* _Problem statement_
Locate every line in the items below that contains the string "sleeve", paying attention to case, and copy each of those lines.

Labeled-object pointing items
____
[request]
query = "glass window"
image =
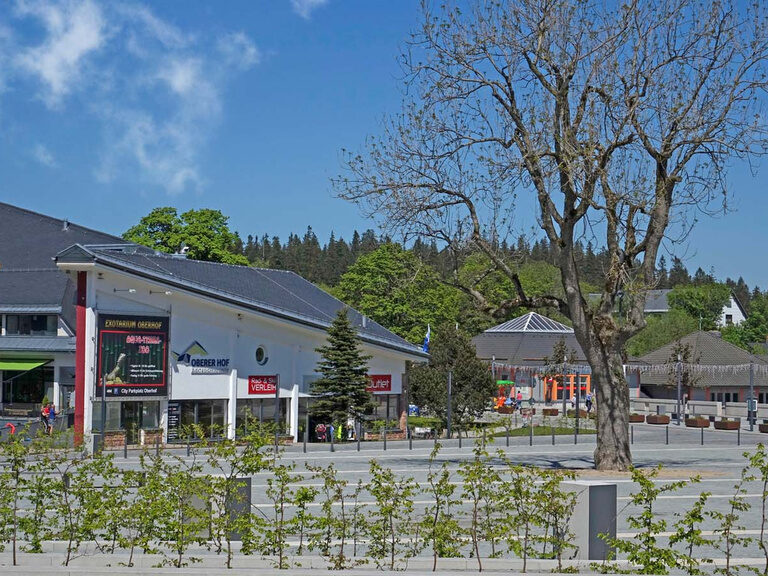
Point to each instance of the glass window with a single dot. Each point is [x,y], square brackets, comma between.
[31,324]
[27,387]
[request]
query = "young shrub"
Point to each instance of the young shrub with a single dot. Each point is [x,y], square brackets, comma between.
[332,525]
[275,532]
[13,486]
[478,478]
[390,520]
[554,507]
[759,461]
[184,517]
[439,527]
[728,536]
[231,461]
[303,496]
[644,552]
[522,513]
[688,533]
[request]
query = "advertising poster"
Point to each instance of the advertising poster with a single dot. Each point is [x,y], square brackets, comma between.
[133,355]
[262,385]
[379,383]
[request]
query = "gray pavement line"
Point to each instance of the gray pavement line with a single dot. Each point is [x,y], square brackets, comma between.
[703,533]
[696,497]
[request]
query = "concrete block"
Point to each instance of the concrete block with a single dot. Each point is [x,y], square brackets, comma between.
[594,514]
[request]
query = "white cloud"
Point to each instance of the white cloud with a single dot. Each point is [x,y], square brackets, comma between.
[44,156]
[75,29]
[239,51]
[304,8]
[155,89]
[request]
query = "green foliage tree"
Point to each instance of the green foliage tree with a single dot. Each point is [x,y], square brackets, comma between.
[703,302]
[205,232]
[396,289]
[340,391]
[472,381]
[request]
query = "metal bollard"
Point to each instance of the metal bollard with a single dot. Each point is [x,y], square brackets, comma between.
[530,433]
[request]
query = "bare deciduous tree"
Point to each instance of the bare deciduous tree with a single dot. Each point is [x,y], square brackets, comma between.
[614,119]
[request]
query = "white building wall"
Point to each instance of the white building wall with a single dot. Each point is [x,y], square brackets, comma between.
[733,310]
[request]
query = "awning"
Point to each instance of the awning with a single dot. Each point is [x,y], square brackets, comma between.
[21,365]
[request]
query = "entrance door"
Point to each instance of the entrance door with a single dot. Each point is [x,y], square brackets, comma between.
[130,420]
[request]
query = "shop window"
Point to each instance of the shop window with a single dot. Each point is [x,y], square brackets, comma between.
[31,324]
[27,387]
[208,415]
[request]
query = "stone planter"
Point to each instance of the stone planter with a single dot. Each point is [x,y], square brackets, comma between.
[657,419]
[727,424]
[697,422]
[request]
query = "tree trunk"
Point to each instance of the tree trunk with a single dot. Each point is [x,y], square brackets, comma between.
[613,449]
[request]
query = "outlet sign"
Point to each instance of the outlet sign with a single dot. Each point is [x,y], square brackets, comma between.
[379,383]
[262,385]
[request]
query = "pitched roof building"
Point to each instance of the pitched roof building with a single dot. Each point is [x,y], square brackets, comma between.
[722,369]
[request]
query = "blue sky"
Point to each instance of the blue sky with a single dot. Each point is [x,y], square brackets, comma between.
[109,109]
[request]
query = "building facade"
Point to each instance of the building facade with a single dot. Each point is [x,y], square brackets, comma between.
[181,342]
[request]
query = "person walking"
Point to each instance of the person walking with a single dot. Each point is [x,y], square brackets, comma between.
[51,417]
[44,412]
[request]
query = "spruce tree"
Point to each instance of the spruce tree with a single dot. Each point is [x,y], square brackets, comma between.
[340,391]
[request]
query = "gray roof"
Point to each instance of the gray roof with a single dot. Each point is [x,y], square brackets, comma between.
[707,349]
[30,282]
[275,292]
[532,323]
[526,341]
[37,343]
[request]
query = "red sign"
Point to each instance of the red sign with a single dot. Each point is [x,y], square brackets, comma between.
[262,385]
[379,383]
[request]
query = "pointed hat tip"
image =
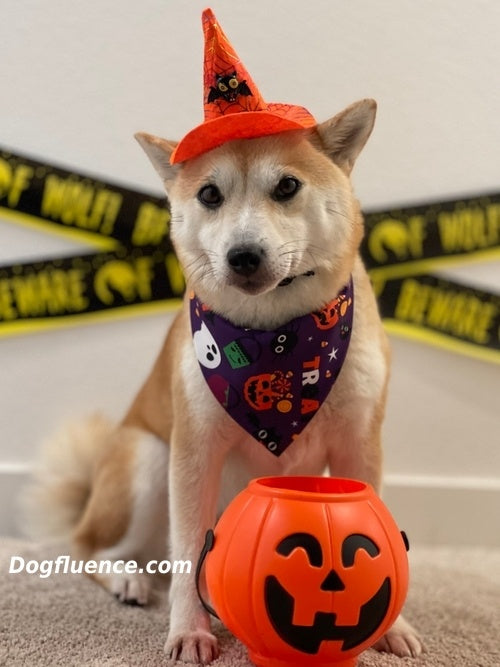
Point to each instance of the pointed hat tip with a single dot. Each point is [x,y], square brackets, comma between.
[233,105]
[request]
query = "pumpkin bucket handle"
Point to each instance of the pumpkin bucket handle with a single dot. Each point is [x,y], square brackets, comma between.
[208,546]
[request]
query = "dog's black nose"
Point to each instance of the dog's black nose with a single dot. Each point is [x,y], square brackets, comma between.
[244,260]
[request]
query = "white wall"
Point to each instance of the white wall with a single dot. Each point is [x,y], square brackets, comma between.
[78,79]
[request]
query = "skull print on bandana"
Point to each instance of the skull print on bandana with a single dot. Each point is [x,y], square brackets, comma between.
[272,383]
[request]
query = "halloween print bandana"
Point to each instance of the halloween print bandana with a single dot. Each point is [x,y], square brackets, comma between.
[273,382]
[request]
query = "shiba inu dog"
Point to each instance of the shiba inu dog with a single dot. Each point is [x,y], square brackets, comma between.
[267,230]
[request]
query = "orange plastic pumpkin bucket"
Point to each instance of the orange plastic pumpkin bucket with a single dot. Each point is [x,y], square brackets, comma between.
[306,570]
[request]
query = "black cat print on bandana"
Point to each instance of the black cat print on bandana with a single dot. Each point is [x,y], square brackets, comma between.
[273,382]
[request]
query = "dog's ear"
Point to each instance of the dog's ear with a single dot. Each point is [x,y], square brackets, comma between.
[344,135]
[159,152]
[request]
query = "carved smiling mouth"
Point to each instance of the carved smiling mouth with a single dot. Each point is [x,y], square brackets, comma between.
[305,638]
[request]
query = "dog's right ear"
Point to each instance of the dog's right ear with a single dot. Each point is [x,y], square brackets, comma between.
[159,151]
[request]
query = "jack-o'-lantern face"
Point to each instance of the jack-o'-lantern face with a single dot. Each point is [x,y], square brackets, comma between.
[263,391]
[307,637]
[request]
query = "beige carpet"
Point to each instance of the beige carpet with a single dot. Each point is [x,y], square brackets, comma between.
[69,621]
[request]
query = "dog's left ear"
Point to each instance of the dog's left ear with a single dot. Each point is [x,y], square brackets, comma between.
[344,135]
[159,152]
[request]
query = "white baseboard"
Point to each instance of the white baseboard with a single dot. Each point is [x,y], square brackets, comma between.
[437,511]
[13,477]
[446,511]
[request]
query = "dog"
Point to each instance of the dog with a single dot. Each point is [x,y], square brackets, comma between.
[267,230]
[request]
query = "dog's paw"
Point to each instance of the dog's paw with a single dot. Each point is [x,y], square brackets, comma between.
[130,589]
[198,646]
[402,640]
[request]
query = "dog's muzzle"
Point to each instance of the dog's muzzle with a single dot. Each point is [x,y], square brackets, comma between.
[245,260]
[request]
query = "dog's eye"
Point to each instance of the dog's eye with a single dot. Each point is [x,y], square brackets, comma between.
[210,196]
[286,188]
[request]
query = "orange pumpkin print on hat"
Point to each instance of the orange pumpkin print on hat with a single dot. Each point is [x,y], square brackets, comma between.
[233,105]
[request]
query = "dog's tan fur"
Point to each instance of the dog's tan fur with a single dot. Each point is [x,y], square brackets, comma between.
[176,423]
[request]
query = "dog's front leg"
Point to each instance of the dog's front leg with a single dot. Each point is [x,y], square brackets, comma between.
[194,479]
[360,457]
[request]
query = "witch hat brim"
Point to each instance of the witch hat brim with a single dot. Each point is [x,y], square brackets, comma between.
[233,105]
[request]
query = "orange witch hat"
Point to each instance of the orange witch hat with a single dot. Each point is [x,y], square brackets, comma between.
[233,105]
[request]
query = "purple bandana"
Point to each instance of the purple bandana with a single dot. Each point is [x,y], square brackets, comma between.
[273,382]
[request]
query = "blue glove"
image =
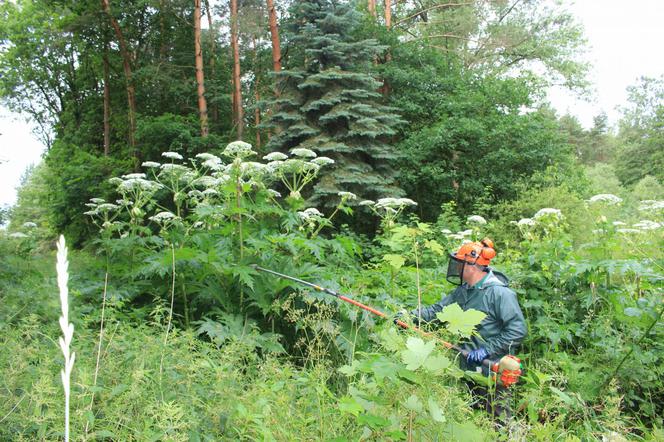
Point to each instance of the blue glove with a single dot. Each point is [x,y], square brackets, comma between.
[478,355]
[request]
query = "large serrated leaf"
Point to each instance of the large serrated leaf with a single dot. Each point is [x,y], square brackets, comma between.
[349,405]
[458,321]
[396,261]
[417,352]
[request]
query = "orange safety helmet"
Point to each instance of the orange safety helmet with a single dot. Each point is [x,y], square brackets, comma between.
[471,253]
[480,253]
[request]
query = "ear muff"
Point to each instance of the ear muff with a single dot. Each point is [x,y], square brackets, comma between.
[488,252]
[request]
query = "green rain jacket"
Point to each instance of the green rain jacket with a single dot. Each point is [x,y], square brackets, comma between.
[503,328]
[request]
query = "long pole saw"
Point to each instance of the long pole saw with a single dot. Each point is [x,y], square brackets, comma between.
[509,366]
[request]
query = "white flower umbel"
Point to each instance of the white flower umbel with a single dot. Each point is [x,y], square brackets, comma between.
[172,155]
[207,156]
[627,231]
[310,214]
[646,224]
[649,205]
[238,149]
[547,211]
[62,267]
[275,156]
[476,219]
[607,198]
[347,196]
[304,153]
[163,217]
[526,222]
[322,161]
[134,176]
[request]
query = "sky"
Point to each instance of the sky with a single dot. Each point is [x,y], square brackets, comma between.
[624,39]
____
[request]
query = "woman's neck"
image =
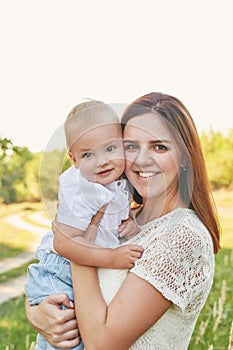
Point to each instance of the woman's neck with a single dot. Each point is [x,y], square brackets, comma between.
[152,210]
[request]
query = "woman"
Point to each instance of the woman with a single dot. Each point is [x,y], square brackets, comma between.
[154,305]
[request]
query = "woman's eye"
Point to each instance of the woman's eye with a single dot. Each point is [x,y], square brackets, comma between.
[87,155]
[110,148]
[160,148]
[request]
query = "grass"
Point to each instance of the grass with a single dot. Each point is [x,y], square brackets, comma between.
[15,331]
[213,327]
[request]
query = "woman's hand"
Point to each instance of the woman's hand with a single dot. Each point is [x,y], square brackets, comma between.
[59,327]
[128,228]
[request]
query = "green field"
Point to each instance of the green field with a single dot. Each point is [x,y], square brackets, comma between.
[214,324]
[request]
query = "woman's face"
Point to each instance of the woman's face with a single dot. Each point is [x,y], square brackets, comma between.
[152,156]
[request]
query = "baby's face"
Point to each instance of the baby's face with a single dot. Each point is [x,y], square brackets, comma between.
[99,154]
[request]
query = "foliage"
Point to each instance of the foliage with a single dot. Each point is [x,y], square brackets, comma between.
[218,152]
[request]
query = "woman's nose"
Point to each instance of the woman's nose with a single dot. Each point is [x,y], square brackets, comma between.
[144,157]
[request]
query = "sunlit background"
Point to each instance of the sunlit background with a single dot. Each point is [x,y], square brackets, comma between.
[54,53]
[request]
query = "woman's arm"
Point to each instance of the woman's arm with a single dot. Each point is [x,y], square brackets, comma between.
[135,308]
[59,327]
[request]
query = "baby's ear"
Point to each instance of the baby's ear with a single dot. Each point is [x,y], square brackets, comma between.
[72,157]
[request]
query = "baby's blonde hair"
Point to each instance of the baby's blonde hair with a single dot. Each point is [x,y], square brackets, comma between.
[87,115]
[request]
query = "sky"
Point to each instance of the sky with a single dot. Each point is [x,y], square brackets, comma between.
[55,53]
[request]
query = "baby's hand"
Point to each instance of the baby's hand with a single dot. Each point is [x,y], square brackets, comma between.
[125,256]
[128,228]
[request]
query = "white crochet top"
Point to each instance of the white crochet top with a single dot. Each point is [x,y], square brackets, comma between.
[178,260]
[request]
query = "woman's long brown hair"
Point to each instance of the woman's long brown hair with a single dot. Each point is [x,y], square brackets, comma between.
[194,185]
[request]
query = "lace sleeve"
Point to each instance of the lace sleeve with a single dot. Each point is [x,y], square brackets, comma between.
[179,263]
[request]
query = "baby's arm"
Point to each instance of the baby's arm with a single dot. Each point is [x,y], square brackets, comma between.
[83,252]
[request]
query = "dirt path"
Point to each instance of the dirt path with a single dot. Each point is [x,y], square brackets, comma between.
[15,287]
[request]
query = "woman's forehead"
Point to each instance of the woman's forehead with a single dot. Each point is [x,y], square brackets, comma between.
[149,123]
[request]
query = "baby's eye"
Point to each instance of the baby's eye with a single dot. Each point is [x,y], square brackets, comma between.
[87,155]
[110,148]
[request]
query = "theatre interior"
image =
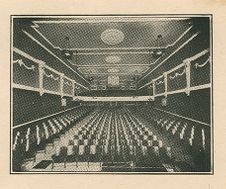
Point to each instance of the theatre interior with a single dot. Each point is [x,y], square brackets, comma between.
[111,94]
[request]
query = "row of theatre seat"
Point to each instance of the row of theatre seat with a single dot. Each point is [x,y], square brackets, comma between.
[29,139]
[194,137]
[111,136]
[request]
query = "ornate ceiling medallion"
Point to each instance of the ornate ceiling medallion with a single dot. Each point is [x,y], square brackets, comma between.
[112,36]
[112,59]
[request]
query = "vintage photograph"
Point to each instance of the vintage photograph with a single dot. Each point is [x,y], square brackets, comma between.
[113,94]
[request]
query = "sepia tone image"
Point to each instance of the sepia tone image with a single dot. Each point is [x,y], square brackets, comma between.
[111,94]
____
* _The output_
query = "lace sleeve"
Point to each instance of the lace sleeve with a single dot. Each point is [x,y], square brackets, comma between.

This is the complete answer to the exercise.